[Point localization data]
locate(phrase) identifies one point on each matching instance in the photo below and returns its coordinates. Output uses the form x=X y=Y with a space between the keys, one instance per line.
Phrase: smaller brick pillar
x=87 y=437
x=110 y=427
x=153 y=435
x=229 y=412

— Exercise directions —
Please copy all of the data above exactly.

— Solution —
locate(phrase) identifies one point on each matching instance in the photo below and returns its coordinates. Output uses the form x=X y=Y with a space between the keys, one instance per line.
Phrase: smaller brick pillar
x=87 y=437
x=110 y=427
x=153 y=435
x=229 y=412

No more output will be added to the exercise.